• _Stated problem_
Which lines in the items below contain the string "weathered"? Return every such line in full.
-------- Available records
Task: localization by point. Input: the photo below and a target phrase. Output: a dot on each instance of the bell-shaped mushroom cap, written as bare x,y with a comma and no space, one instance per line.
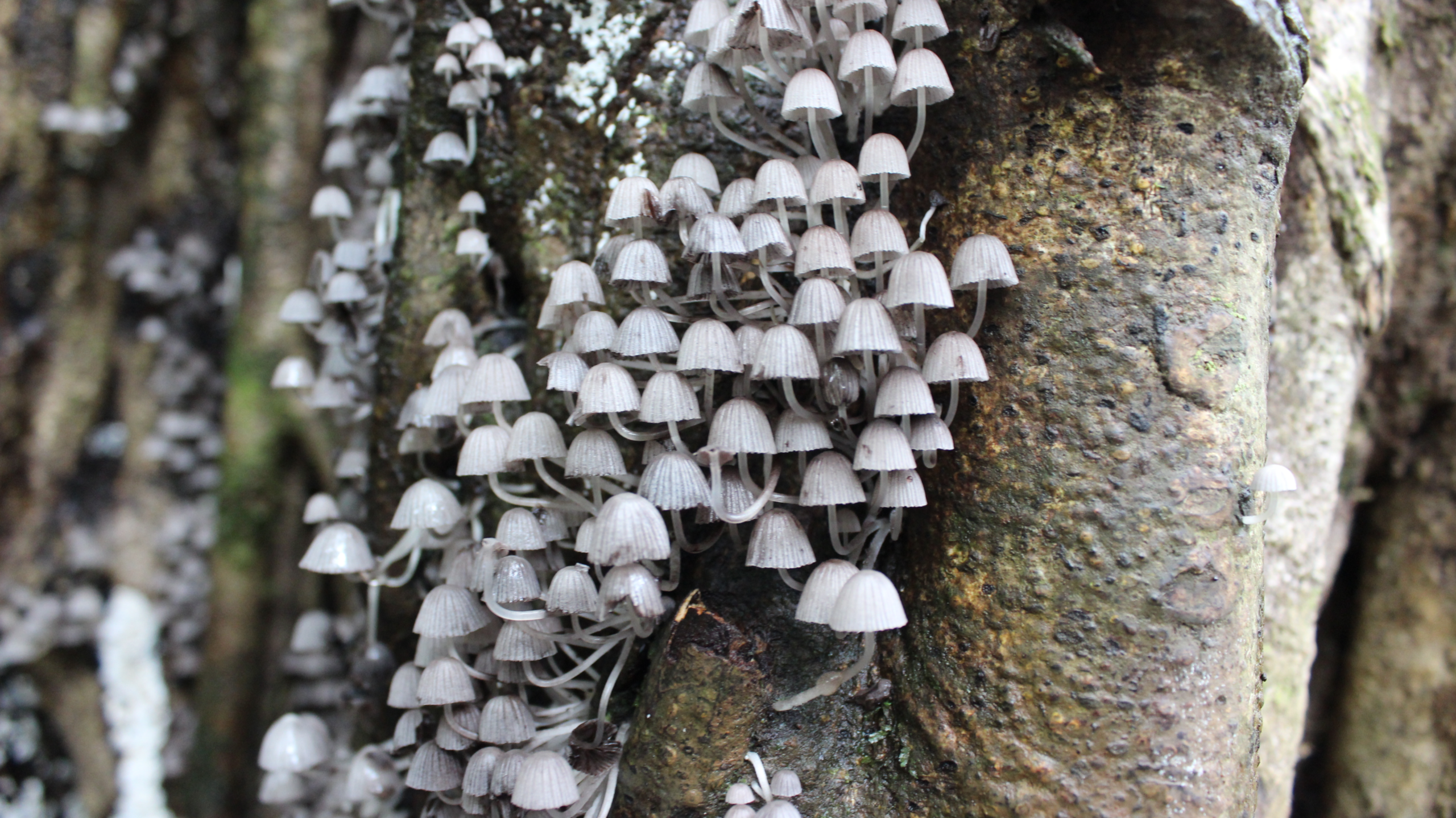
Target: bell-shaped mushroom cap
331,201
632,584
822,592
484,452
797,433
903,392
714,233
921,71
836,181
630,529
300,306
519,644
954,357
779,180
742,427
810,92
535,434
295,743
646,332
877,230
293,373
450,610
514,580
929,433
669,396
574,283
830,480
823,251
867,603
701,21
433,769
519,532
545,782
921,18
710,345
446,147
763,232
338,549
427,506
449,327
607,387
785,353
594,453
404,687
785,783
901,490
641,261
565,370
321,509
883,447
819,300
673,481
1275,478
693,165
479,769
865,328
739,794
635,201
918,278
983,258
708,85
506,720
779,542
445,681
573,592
----------------
-------- Available records
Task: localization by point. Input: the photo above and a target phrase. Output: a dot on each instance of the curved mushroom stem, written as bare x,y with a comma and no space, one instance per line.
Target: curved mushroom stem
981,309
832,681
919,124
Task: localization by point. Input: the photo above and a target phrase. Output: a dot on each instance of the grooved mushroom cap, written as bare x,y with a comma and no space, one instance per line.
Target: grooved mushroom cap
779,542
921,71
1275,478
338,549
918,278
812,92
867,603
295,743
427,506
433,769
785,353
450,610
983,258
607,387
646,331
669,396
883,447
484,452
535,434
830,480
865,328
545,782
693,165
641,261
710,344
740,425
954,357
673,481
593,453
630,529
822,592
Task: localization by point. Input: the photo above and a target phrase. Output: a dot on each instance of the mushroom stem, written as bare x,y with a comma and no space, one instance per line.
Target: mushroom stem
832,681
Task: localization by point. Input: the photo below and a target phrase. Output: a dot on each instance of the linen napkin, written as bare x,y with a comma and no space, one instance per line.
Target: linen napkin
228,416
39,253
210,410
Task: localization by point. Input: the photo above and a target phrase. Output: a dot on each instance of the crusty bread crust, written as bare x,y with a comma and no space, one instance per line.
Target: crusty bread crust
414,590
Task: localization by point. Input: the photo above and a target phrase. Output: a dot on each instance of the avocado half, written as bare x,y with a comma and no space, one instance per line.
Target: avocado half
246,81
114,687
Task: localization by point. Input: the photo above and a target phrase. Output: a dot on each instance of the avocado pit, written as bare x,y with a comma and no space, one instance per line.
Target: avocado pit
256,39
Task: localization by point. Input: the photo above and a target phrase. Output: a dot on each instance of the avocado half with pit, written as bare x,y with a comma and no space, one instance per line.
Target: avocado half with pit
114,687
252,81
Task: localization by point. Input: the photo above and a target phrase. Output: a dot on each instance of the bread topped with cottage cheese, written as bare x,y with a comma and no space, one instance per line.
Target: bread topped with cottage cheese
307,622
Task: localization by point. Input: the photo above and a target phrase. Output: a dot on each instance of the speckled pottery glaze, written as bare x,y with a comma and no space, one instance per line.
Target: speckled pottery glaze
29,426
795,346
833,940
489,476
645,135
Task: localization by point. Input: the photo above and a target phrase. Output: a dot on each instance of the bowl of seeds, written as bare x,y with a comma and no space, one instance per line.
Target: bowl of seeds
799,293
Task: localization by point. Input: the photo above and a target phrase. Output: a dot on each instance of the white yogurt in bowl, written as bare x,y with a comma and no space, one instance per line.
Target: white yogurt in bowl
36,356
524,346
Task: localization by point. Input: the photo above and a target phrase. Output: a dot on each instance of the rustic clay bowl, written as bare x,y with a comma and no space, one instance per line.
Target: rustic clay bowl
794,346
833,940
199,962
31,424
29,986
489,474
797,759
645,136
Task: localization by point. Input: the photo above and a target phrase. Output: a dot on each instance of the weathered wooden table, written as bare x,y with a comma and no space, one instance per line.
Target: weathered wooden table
----------------
• _Task solution_
Task: localization by point. Input: the photo above and a target phrase. Output: a dot on each instance of the weathered wooden table, written as bare x,y with a comma and no space, one instance per line.
Target: weathered wooden table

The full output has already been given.